_Arbeitsauftrag:_
Zähle bitte, in wie vielen Zeilen der folgenden Liste die Zeichenfolge „name“ vorkommt. Gib nur die Anzahl an.

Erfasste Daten

################

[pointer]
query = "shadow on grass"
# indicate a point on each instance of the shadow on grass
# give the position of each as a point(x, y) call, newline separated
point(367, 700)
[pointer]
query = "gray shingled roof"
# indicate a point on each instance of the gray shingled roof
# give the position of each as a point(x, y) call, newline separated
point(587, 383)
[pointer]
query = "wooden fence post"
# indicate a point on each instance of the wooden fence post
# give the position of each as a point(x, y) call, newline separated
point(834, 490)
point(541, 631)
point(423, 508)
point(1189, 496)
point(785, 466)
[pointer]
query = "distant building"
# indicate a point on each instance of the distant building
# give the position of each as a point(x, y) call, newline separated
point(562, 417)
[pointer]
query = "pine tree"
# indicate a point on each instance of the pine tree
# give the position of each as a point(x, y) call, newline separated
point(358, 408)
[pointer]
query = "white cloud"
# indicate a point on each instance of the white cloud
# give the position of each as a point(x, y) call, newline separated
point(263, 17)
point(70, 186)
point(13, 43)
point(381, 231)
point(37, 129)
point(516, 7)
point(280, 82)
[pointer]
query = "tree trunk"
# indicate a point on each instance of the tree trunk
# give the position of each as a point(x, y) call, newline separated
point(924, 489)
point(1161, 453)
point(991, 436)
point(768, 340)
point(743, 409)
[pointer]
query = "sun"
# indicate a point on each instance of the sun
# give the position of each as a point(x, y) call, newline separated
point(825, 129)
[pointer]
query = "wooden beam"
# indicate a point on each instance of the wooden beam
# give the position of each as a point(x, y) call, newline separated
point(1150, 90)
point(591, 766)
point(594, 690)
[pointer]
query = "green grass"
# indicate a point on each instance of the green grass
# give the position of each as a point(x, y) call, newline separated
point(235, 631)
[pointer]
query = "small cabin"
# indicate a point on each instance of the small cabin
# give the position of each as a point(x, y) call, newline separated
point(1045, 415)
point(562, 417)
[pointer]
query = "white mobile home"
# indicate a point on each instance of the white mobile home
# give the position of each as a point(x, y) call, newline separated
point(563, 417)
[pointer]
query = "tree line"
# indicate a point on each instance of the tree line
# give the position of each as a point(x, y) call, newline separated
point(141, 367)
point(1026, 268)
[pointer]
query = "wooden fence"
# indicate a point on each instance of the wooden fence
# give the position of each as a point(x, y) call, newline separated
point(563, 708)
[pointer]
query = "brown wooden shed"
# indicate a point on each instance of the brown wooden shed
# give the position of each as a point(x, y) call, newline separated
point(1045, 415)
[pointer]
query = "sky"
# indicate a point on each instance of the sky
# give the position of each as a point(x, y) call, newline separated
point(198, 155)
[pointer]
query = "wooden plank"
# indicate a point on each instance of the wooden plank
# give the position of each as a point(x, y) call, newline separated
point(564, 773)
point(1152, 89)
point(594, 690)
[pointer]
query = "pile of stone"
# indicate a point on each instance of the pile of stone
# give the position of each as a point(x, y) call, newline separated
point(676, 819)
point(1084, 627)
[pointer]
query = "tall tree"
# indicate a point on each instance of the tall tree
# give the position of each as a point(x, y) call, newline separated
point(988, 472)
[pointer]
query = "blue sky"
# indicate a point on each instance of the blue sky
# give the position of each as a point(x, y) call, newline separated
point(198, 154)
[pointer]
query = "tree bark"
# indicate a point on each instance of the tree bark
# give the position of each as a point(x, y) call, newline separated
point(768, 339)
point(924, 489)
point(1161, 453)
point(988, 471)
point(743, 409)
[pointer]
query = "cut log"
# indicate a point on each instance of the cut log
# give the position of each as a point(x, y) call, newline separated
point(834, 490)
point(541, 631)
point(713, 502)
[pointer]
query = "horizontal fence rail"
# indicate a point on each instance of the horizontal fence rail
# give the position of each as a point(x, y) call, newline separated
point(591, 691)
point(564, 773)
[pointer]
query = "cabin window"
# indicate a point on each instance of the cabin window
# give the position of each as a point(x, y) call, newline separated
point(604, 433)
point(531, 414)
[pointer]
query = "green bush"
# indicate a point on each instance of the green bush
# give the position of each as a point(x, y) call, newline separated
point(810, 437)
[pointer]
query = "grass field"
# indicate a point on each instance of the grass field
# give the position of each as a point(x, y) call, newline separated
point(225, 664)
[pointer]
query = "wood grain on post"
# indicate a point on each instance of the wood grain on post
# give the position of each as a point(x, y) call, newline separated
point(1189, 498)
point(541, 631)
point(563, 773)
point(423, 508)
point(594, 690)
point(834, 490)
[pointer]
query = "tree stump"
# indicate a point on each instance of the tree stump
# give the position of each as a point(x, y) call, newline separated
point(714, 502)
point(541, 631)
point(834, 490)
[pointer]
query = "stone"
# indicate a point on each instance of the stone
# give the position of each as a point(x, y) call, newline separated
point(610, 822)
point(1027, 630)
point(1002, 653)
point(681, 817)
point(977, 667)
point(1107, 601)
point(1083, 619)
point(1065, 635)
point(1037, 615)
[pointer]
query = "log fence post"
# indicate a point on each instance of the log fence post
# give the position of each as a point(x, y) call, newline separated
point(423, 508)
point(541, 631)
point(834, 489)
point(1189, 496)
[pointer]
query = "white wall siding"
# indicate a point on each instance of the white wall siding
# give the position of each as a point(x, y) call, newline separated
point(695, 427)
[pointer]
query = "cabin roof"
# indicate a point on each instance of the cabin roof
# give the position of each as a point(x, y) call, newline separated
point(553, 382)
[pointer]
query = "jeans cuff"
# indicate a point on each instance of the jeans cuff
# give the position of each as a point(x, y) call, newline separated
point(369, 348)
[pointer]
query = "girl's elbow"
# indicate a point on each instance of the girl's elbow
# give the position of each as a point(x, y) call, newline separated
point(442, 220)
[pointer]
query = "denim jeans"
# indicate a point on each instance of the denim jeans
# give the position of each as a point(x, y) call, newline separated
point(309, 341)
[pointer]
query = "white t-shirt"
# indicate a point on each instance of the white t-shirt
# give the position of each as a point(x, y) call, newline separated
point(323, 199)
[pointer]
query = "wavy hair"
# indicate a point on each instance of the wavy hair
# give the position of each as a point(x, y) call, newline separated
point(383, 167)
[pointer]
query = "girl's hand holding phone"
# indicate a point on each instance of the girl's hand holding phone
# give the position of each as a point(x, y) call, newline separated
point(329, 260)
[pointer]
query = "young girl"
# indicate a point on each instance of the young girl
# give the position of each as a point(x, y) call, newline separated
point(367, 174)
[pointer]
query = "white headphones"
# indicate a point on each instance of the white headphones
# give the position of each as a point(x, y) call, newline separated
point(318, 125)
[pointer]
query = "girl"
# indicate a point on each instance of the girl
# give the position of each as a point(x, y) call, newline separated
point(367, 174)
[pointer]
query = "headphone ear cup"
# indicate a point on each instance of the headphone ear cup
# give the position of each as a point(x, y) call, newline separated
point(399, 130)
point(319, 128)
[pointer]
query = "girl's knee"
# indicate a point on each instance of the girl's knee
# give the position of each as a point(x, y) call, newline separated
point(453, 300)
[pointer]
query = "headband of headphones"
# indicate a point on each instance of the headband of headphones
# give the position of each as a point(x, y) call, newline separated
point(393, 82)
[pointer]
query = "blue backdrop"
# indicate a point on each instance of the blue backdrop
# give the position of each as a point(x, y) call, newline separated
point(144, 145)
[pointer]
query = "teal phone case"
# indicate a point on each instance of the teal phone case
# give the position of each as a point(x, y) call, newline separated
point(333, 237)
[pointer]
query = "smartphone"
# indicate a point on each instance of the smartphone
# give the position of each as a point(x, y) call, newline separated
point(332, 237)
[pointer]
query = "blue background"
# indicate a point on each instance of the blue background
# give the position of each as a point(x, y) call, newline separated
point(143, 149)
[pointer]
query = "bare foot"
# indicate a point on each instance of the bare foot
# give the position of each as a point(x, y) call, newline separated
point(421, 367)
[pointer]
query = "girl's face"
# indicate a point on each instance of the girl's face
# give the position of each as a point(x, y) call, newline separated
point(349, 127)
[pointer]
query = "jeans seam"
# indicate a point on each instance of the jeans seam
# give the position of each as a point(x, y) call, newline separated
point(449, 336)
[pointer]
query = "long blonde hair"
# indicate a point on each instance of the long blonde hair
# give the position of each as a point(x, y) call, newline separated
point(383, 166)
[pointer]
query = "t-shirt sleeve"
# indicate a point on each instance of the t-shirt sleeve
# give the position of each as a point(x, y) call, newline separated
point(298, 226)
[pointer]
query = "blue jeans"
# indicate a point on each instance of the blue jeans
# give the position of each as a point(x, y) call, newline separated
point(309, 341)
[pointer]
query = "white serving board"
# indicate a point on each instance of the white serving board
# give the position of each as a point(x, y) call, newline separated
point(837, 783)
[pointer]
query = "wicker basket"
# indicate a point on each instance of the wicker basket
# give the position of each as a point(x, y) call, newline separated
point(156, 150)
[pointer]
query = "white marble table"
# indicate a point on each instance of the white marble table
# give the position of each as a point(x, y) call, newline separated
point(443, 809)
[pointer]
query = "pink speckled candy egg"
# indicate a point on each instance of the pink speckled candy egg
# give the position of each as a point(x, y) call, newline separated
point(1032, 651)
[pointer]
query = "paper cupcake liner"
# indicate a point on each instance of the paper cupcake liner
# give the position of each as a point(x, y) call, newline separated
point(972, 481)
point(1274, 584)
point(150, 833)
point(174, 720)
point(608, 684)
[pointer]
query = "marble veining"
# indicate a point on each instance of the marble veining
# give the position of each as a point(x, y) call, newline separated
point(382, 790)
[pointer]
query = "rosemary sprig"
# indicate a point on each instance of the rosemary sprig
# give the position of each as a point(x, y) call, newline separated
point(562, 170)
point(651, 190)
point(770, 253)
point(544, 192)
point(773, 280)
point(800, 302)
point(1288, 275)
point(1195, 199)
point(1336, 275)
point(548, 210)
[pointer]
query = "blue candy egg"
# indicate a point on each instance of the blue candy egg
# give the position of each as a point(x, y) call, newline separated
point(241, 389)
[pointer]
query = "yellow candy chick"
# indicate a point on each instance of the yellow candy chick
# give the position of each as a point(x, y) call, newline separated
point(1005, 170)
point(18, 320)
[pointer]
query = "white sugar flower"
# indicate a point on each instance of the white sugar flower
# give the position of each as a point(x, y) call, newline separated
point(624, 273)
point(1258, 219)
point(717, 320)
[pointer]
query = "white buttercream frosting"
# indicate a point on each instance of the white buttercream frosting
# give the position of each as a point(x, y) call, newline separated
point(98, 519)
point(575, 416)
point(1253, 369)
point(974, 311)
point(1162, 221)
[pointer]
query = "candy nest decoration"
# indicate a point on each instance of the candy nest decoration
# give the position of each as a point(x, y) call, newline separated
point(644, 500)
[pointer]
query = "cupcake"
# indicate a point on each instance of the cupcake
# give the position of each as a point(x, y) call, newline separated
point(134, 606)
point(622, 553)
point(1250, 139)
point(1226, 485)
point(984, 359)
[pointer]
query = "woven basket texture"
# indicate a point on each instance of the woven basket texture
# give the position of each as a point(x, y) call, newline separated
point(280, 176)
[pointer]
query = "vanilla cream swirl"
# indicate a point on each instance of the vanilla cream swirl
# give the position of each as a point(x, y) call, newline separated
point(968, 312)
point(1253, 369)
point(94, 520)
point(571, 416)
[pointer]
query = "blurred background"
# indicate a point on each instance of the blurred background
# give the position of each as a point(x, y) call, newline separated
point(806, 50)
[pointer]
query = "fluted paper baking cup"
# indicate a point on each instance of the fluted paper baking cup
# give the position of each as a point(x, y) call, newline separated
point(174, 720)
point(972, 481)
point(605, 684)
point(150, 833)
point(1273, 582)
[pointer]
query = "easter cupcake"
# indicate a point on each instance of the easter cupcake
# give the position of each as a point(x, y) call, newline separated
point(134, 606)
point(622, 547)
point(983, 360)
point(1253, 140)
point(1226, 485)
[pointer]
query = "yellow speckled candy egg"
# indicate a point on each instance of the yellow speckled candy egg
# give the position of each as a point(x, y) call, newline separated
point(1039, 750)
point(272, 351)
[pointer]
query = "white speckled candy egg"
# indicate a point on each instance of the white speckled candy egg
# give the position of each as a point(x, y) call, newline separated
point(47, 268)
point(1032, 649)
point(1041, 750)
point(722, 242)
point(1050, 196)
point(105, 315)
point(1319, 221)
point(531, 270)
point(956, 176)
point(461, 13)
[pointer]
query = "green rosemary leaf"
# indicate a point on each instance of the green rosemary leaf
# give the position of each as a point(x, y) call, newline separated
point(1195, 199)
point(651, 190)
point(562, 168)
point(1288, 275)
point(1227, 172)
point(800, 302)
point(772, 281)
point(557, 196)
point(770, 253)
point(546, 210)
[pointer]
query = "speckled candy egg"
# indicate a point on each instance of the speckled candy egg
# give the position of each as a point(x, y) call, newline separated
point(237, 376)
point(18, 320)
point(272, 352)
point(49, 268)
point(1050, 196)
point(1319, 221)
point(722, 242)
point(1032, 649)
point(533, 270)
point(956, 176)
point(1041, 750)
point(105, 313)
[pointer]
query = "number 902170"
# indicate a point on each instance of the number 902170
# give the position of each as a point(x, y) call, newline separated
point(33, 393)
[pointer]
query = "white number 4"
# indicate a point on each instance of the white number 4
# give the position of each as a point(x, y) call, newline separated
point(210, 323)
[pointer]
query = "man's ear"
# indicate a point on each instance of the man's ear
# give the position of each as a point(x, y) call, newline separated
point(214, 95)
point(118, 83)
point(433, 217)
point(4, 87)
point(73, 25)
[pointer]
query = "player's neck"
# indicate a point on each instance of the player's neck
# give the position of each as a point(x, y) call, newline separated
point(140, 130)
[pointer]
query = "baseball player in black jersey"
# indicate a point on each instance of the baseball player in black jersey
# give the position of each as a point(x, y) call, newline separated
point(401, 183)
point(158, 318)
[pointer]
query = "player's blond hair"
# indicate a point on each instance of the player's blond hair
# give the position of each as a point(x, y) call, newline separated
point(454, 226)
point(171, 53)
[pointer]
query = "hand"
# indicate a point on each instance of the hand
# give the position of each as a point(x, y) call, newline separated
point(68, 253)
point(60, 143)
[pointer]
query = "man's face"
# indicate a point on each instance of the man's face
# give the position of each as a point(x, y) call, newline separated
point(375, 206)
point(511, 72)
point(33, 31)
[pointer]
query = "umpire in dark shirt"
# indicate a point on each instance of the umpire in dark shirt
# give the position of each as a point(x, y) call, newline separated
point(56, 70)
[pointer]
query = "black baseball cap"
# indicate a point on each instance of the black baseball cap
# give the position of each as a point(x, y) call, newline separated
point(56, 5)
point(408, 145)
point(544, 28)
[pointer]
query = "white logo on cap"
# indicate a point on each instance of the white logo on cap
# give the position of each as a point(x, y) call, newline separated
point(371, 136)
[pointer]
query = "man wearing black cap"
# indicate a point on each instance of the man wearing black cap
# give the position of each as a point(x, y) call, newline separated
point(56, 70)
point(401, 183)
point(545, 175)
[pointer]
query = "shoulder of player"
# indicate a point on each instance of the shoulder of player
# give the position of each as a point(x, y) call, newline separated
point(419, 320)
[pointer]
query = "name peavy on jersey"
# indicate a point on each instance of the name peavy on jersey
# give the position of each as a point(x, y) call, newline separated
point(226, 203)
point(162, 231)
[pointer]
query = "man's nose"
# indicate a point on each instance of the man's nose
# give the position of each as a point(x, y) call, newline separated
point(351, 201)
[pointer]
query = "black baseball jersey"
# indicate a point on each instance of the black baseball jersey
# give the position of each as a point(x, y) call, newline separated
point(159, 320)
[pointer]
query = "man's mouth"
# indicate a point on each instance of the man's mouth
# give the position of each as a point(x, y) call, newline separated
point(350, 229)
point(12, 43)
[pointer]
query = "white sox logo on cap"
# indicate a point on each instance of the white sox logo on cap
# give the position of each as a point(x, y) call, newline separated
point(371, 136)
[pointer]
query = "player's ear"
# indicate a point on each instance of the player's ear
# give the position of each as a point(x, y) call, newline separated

################

_Lösung:_
2